**PROBLEM DETAILS**.
Can you reproduce the listing below with every "photograph" replaced by "image" and nothing else altered?

**MATERIAL SHOWN**.
▼

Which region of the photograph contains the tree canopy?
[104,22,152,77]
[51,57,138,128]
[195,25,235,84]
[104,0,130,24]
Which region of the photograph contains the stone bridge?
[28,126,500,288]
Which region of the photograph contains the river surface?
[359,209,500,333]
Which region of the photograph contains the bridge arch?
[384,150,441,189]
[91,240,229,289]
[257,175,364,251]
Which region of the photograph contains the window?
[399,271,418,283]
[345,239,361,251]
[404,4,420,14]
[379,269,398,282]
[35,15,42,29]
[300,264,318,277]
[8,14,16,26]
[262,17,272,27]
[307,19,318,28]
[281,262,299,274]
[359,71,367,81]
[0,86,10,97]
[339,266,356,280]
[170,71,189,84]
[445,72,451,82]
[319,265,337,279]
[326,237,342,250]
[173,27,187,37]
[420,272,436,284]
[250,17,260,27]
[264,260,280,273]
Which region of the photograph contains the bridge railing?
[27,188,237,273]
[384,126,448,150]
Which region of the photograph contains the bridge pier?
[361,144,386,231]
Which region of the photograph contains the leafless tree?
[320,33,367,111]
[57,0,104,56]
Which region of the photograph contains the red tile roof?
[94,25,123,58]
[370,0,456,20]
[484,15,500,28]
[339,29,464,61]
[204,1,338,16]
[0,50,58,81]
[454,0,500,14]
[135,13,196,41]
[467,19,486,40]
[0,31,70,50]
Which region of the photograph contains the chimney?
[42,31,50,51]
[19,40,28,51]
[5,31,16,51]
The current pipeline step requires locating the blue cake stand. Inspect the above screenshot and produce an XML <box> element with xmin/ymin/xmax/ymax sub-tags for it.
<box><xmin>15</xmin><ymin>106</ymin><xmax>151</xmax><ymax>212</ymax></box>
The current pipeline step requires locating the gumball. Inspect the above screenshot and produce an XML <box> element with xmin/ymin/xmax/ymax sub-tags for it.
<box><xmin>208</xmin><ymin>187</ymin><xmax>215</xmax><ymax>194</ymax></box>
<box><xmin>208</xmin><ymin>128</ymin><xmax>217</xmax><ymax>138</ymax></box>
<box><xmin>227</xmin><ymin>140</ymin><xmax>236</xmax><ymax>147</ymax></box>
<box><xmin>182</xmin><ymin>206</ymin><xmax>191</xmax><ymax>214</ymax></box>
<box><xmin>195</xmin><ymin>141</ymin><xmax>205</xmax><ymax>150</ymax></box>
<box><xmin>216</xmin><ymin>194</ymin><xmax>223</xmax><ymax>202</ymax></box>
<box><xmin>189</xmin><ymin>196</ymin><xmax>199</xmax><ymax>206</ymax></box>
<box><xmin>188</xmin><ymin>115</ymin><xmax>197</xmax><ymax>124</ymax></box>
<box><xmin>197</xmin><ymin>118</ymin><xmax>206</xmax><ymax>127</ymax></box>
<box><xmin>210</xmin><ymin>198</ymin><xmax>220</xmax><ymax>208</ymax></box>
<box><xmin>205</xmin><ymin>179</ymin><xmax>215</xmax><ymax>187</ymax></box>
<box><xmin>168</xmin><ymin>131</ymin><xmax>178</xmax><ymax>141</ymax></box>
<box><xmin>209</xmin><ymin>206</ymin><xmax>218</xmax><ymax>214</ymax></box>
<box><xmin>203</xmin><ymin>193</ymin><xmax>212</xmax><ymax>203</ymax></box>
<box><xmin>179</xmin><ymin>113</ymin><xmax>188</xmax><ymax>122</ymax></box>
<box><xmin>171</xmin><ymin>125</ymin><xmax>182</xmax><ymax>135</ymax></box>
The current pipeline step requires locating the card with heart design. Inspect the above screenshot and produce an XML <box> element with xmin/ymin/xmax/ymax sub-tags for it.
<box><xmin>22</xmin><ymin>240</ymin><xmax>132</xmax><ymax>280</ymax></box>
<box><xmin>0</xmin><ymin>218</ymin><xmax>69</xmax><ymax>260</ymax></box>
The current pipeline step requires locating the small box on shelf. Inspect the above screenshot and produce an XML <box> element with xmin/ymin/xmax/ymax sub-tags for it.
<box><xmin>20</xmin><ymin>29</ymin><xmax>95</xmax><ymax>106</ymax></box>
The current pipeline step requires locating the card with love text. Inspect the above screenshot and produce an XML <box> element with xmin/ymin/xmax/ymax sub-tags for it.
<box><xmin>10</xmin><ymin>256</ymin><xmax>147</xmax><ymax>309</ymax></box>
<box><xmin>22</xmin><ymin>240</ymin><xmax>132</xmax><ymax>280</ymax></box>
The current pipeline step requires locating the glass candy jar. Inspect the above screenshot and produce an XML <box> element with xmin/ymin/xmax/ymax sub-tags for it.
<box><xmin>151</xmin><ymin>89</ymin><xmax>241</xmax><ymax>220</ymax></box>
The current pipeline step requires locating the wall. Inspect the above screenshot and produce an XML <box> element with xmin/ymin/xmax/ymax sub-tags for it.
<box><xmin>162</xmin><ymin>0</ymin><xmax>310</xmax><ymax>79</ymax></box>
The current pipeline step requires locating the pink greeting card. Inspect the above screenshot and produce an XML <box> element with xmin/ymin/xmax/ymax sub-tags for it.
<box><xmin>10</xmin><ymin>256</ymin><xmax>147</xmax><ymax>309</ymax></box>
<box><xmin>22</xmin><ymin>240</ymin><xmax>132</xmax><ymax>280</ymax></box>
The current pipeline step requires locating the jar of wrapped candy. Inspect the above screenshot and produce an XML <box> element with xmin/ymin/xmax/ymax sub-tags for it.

▲

**WRITTEN SOLUTION**.
Which region of the image contains the tree canopy?
[104,22,152,77]
[51,57,138,128]
[195,25,235,84]
[104,0,130,24]
Which region of the image contains the stone bridge?
[28,126,500,288]
Which region of the image contains the river surface?
[359,209,500,333]
Which region of the image contains the bridge arch?
[384,150,441,189]
[91,240,229,289]
[257,175,364,251]
Which region of the image contains the window?
[399,271,418,283]
[345,239,361,251]
[404,4,420,14]
[379,269,398,282]
[35,15,42,29]
[300,264,318,277]
[8,14,16,26]
[262,17,272,27]
[307,19,318,28]
[281,262,299,274]
[359,71,367,81]
[0,86,10,97]
[339,266,356,280]
[170,71,189,84]
[445,72,451,82]
[319,265,337,279]
[326,237,342,250]
[173,27,187,37]
[420,272,436,284]
[250,17,260,27]
[264,260,280,273]
Which region of the image contains the bridge railing?
[27,188,237,273]
[384,126,448,150]
Which region of the image contains the bridge pier?
[361,144,386,231]
Which region of the image contains the leafless tree?
[320,33,367,111]
[57,0,104,56]
Which region of the image contains the red tile roof?
[94,25,123,58]
[370,0,456,20]
[484,15,500,28]
[339,29,464,61]
[204,1,338,16]
[0,50,58,81]
[454,0,500,14]
[135,13,196,41]
[467,19,486,40]
[0,31,70,50]
Which region of the image contains the chimney?
[42,31,50,51]
[19,40,28,51]
[5,31,16,51]
The current pipeline step requires locating the blue cake stand. Inspect the above screenshot and produce an XML <box> element with xmin/ymin/xmax/ymax sub-tags for it.
<box><xmin>15</xmin><ymin>106</ymin><xmax>151</xmax><ymax>212</ymax></box>
The current pipeline step requires locating the gumball. Inspect the above screenshot and produce an XML <box> element with xmin/ymin/xmax/ymax sub-tags for it.
<box><xmin>208</xmin><ymin>187</ymin><xmax>215</xmax><ymax>194</ymax></box>
<box><xmin>208</xmin><ymin>128</ymin><xmax>217</xmax><ymax>138</ymax></box>
<box><xmin>227</xmin><ymin>140</ymin><xmax>236</xmax><ymax>147</ymax></box>
<box><xmin>182</xmin><ymin>206</ymin><xmax>191</xmax><ymax>214</ymax></box>
<box><xmin>195</xmin><ymin>141</ymin><xmax>205</xmax><ymax>150</ymax></box>
<box><xmin>216</xmin><ymin>194</ymin><xmax>223</xmax><ymax>202</ymax></box>
<box><xmin>189</xmin><ymin>196</ymin><xmax>199</xmax><ymax>206</ymax></box>
<box><xmin>188</xmin><ymin>115</ymin><xmax>197</xmax><ymax>124</ymax></box>
<box><xmin>197</xmin><ymin>118</ymin><xmax>206</xmax><ymax>127</ymax></box>
<box><xmin>210</xmin><ymin>198</ymin><xmax>220</xmax><ymax>208</ymax></box>
<box><xmin>205</xmin><ymin>179</ymin><xmax>215</xmax><ymax>187</ymax></box>
<box><xmin>168</xmin><ymin>131</ymin><xmax>178</xmax><ymax>141</ymax></box>
<box><xmin>209</xmin><ymin>206</ymin><xmax>218</xmax><ymax>214</ymax></box>
<box><xmin>203</xmin><ymin>193</ymin><xmax>212</xmax><ymax>203</ymax></box>
<box><xmin>179</xmin><ymin>113</ymin><xmax>188</xmax><ymax>122</ymax></box>
<box><xmin>171</xmin><ymin>125</ymin><xmax>182</xmax><ymax>135</ymax></box>
The current pipeline step requires locating the card with heart design. Inspect the above screenshot and produce an XML <box> element with xmin/ymin/xmax/ymax sub-tags for it.
<box><xmin>22</xmin><ymin>240</ymin><xmax>132</xmax><ymax>280</ymax></box>
<box><xmin>0</xmin><ymin>218</ymin><xmax>69</xmax><ymax>260</ymax></box>
The current pipeline step requires locating the small box on shelf. Inspect the above screenshot and produce an XML <box> element with xmin/ymin/xmax/ymax sub-tags for it.
<box><xmin>20</xmin><ymin>29</ymin><xmax>95</xmax><ymax>106</ymax></box>
The current pipeline step requires locating the card with love text. Inspect the above screenshot and produce an XML <box> element with xmin/ymin/xmax/ymax sub-tags for it.
<box><xmin>10</xmin><ymin>256</ymin><xmax>147</xmax><ymax>309</ymax></box>
<box><xmin>22</xmin><ymin>240</ymin><xmax>132</xmax><ymax>280</ymax></box>
The current pipeline step requires locating the glass candy jar. Inspect the above screenshot and produce an XML <box> element with xmin/ymin/xmax/ymax sub-tags for it.
<box><xmin>151</xmin><ymin>89</ymin><xmax>241</xmax><ymax>220</ymax></box>
The current pipeline step requires locating the wall. Inspect the above screenshot and produce an XML <box> element with xmin/ymin/xmax/ymax sub-tags for it.
<box><xmin>162</xmin><ymin>0</ymin><xmax>310</xmax><ymax>79</ymax></box>
The current pipeline step requires locating the pink greeting card. Inspect the above screenshot and produce an XML <box> element with xmin/ymin/xmax/ymax sub-tags for it.
<box><xmin>10</xmin><ymin>256</ymin><xmax>147</xmax><ymax>309</ymax></box>
<box><xmin>22</xmin><ymin>240</ymin><xmax>132</xmax><ymax>280</ymax></box>
The current pipeline step requires locating the jar of wrapped candy. Inspect the above screenshot and produce an XML <box> element with xmin/ymin/xmax/ymax sub-tags for it.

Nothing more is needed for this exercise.